═══ Records shown ═══

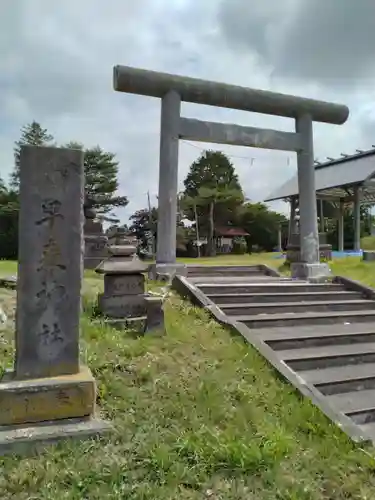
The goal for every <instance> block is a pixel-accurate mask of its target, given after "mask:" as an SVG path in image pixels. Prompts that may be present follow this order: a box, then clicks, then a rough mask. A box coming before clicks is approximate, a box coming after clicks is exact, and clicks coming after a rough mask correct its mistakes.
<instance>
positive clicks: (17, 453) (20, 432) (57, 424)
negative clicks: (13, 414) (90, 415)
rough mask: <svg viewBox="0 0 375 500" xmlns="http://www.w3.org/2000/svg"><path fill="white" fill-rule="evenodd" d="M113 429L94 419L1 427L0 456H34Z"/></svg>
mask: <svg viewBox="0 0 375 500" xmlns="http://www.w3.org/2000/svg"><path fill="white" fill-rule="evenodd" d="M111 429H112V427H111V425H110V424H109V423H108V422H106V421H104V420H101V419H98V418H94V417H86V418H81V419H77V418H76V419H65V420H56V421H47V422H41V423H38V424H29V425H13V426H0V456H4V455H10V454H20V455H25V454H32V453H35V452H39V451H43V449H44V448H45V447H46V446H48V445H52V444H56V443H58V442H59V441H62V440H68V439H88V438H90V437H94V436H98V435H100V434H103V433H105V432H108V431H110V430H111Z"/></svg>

═══
═══ Records shown ═══

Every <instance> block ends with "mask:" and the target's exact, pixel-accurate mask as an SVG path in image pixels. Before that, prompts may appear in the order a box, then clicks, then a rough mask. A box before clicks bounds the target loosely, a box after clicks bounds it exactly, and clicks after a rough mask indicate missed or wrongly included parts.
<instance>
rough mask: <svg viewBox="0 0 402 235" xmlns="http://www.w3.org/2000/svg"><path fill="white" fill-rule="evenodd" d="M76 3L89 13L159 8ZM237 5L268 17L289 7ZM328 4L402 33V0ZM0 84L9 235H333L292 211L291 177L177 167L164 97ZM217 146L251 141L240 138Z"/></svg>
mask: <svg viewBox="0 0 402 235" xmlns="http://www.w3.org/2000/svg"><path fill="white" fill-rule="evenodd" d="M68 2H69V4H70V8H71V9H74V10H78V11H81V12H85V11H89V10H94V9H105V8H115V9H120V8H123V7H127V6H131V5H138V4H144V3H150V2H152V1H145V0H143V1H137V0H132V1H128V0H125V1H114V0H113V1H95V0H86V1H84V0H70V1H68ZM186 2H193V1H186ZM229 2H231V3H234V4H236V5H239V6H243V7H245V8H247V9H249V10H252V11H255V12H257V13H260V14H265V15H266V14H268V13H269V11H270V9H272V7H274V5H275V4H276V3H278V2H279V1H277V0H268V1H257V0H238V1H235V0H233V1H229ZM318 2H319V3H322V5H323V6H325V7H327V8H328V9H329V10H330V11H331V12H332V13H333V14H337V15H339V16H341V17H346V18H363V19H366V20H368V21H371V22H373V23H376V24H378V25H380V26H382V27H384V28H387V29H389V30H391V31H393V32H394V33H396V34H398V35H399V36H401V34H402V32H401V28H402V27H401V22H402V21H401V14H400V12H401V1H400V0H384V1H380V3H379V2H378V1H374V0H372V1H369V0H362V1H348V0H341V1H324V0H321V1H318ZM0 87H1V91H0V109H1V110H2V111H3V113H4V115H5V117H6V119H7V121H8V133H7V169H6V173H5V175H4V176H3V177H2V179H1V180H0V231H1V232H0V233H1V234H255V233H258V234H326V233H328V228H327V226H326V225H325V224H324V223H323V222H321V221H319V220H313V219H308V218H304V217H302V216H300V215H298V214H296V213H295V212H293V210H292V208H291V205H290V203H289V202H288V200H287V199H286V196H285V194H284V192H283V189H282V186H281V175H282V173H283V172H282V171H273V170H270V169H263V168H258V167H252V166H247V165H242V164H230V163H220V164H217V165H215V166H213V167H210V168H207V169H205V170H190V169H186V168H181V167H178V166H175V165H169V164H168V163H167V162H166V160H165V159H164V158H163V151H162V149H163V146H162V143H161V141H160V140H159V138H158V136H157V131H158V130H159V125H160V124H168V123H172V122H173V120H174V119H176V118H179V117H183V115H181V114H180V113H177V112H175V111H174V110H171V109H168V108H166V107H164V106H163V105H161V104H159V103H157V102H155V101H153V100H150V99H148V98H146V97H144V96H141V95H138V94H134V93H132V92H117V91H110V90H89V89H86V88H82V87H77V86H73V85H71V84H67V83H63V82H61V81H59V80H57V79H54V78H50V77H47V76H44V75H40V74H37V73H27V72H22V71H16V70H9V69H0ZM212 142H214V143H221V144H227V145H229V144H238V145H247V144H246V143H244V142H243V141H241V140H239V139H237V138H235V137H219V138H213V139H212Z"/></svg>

═══

» **Exercise brief**:
Please give again the lines from the one that contains "The goal for" through the one that contains "429L94 419L1 427L0", substituting "coarse mask" for every "rough mask" and leaving the rest unchanged.

» **Response area**:
The goal for every <instance> block is a pixel-accurate mask of its target, given after "mask:" as an SVG path in image pixels. Prompts that may be present follow this order: a box, then clicks, then a coarse mask. A box coming before clicks is approximate, a box coming after clicks is exact, and clicks coming after a coarse mask correct its mistakes.
<instance>
positive clicks: (17, 453) (20, 432) (57, 424)
negative clicks: (13, 414) (90, 415)
coarse mask: <svg viewBox="0 0 375 500" xmlns="http://www.w3.org/2000/svg"><path fill="white" fill-rule="evenodd" d="M113 429L94 419L1 427L0 456H34Z"/></svg>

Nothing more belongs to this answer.